====== 提取数据

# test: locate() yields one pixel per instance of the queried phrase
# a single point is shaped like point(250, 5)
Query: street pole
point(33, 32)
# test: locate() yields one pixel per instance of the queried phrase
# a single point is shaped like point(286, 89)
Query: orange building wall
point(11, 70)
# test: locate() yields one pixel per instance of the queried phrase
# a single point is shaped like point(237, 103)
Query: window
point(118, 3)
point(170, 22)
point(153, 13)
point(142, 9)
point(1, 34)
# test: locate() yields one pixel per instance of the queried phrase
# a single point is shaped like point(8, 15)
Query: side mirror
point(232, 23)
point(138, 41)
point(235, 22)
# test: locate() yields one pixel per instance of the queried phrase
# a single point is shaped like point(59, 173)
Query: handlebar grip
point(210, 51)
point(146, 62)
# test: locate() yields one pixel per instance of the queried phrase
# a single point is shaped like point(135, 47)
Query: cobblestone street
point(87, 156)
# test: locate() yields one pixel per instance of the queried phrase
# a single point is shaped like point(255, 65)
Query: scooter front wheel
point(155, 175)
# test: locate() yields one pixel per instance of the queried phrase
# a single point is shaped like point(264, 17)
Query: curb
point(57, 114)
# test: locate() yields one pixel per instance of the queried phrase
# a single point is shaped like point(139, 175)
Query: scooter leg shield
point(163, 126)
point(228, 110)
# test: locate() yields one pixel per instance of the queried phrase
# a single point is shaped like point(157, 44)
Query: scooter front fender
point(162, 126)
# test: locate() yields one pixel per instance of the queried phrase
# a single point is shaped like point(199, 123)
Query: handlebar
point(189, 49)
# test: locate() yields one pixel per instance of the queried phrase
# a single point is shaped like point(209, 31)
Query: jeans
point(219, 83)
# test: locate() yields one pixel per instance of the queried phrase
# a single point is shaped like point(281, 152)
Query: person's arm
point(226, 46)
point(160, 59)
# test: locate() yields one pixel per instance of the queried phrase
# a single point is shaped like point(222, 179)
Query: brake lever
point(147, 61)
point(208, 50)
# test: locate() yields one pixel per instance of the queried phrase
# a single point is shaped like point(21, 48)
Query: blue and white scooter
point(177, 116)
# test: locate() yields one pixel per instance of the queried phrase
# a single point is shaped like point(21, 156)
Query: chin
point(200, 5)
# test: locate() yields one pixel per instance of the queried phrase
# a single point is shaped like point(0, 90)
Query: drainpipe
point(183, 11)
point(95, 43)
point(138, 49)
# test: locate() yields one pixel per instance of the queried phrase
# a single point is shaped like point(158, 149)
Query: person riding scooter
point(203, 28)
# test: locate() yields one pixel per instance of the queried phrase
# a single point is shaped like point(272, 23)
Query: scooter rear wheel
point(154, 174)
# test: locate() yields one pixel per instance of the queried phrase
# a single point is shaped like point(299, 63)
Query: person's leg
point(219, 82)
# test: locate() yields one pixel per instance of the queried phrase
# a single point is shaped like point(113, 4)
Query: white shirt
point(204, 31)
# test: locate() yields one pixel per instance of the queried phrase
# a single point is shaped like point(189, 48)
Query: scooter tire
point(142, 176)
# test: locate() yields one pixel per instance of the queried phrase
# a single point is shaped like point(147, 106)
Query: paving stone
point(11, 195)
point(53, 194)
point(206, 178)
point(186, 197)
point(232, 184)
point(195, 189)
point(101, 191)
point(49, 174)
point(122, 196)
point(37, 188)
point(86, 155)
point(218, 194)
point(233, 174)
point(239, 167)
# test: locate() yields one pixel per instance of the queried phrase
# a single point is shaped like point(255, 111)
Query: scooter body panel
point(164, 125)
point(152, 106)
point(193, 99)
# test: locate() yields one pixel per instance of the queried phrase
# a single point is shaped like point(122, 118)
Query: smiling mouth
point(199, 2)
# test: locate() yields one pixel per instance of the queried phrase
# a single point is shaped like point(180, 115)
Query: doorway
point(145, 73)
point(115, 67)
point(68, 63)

============

▸ **任务说明**: 请把条目中从第一行起到含有"point(11, 70)"的那一行为止的内容整理成编号列表，首尾两行都要包括，空行不计入。

▸ **任务输出**:
1. # test: locate() yields one pixel per instance of the queried phrase
2. # a single point is shaped like point(250, 5)
3. Query: street pole
4. point(33, 32)
5. # test: locate() yields one pixel per instance of the queried phrase
6. # a single point is shaped like point(286, 89)
7. Query: orange building wall
8. point(11, 70)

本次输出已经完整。